GOAL: Format every line of the rows below as a numbered list, leaving out any blank lines.

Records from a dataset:
· · · ·

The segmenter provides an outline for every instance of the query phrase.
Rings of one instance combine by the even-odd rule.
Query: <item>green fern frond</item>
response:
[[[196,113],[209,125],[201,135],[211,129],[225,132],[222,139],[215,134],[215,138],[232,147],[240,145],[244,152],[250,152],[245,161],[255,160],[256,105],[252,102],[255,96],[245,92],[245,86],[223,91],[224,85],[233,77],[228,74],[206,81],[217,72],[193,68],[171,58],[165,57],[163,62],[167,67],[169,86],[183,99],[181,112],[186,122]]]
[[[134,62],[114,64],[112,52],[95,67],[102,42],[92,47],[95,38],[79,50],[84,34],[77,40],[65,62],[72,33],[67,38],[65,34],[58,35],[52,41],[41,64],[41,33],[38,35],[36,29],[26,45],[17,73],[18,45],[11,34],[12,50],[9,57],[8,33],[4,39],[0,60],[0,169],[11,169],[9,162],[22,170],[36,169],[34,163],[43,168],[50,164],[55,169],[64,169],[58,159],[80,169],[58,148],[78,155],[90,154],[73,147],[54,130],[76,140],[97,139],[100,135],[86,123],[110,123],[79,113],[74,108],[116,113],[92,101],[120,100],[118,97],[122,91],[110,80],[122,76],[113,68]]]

· · · ·

WRITTEN RESPONSE:
1. The segmenter provides an outline for every instance of the query phrase.
2. Rings of one instance combine by the even-odd rule.
3. Query: <item>green fern frond</item>
4. response:
5. [[[196,113],[209,125],[201,135],[211,129],[225,132],[222,139],[215,134],[215,138],[232,147],[240,145],[244,152],[250,152],[245,161],[255,160],[256,105],[252,102],[255,96],[245,92],[245,86],[223,91],[224,85],[233,77],[228,74],[206,81],[217,72],[193,68],[171,58],[165,57],[163,62],[167,67],[169,86],[183,99],[181,112],[186,122]]]
6. [[[134,62],[114,64],[112,52],[95,67],[102,42],[92,47],[95,38],[79,50],[84,34],[77,40],[65,62],[72,33],[67,38],[65,34],[58,35],[52,41],[41,64],[41,33],[38,35],[36,29],[26,45],[17,73],[18,45],[11,34],[12,50],[9,57],[8,33],[4,39],[0,60],[0,169],[11,169],[9,162],[22,170],[36,169],[34,163],[43,168],[50,164],[55,169],[64,169],[58,159],[80,169],[58,148],[78,155],[90,154],[73,147],[54,130],[76,140],[97,139],[100,135],[86,123],[110,123],[79,113],[74,108],[116,113],[92,101],[120,100],[118,97],[122,91],[110,80],[122,76],[113,68]]]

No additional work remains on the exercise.